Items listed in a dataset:
■ ■ ■ ■ ■

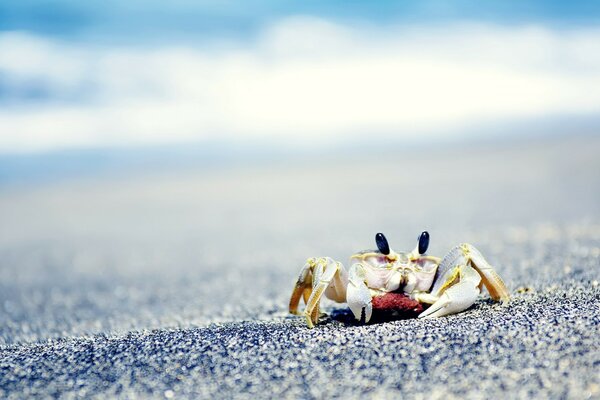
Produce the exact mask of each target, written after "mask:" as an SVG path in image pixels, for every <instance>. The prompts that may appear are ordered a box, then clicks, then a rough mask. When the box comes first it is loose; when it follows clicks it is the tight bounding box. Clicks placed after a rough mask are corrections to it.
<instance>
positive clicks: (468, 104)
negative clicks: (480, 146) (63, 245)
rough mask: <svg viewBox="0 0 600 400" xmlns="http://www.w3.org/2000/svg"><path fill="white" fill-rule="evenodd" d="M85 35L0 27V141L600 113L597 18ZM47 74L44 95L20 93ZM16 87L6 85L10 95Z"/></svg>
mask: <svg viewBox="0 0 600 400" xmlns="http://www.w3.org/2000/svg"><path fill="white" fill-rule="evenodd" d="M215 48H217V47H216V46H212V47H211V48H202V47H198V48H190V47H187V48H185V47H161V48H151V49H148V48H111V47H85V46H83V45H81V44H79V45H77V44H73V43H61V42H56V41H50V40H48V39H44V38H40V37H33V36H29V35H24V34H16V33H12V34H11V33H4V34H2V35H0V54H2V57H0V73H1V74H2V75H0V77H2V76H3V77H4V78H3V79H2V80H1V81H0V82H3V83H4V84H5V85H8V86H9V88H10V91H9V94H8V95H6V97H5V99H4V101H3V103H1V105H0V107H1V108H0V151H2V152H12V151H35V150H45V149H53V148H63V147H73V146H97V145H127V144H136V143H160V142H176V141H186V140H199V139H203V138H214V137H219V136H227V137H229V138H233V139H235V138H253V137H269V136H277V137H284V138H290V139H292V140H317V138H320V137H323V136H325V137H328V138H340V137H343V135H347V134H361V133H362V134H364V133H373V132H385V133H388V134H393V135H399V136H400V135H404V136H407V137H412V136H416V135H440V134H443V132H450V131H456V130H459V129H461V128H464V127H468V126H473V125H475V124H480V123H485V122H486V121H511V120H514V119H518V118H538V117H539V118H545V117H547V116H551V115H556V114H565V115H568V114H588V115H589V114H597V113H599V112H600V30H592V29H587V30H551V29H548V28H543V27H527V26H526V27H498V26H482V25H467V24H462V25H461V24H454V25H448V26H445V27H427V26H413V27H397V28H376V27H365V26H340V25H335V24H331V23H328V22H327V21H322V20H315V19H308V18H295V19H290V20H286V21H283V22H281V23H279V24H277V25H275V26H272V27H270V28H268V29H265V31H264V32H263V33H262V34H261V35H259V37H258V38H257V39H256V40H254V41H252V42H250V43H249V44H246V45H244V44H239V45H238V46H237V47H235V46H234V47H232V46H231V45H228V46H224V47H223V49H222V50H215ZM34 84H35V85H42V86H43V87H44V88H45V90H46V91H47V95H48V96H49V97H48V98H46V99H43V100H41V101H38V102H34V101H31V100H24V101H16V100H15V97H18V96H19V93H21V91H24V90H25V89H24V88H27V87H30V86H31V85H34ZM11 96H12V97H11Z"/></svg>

■ ■ ■ ■ ■

Reproduce the listing above line for line, leaving out the pictures.

### [WRITTEN REPLY]
Produce the exact mask of each target, written after "mask:" as an SVG path in image pixels, for every <instance>. The prompts that may appear are ordered a box, then clicks, then a rough mask. When the box comes first it is loose; when it follows clicks it is the tight bounding box. Clicks placed after a rough mask are corrections to it.
<instance>
positive clicks: (468, 104)
negative clicks: (480, 146) (63, 245)
rough mask: <svg viewBox="0 0 600 400" xmlns="http://www.w3.org/2000/svg"><path fill="white" fill-rule="evenodd" d="M85 35L0 27V141L600 113L597 18ZM47 74L44 95L20 93ZM16 87L6 85L10 95Z"/></svg>
mask: <svg viewBox="0 0 600 400" xmlns="http://www.w3.org/2000/svg"><path fill="white" fill-rule="evenodd" d="M215 48H217V47H216V46H212V47H211V48H202V47H198V48H190V47H187V48H185V47H161V48H151V49H148V48H111V47H85V46H83V45H81V44H79V45H77V44H73V43H61V42H56V41H50V40H48V39H44V38H40V37H33V36H29V35H24V34H16V33H12V34H11V33H4V34H2V35H0V54H2V57H0V73H1V74H2V75H0V77H2V76H3V77H4V78H3V79H2V80H1V81H0V82H3V83H4V84H5V85H8V86H9V88H10V91H9V94H8V95H6V97H5V99H4V101H3V103H1V105H0V107H1V108H0V151H2V152H12V151H35V150H45V149H53V148H63V147H73V146H97V145H127V144H136V143H160V142H176V141H186V140H199V139H203V138H214V137H219V136H227V137H229V138H233V139H235V138H253V137H269V136H277V137H284V138H290V139H292V140H317V138H320V137H323V136H325V137H328V138H340V137H343V135H347V134H361V133H362V134H364V133H373V132H385V133H388V134H393V135H399V136H400V135H404V136H407V137H412V136H416V135H440V134H443V132H450V131H456V130H459V129H461V128H464V127H468V126H473V125H475V124H480V123H485V122H486V121H511V120H514V119H518V118H538V117H539V118H545V117H547V116H551V115H556V114H565V115H568V114H588V115H589V114H597V113H599V112H600V30H592V29H587V30H551V29H548V28H543V27H527V26H526V27H498V26H482V25H467V24H462V25H461V24H454V25H448V26H445V27H427V26H413V27H397V28H376V27H365V26H340V25H335V24H331V23H328V22H327V21H322V20H315V19H308V18H295V19H290V20H286V21H283V22H281V23H279V24H277V25H275V26H272V27H270V28H268V29H265V31H264V32H263V33H262V34H261V35H259V37H258V38H257V39H256V40H254V41H252V42H250V43H249V44H246V45H244V44H239V45H238V46H237V47H235V46H234V47H232V46H231V45H228V46H224V47H223V49H222V50H215ZM34 84H35V85H42V86H43V87H44V88H45V90H46V91H47V95H48V96H49V97H48V98H46V99H43V100H41V101H38V102H34V101H31V100H24V101H16V100H15V97H18V96H19V93H21V91H24V90H25V89H24V88H27V87H30V86H31V85H34ZM11 96H12V97H11Z"/></svg>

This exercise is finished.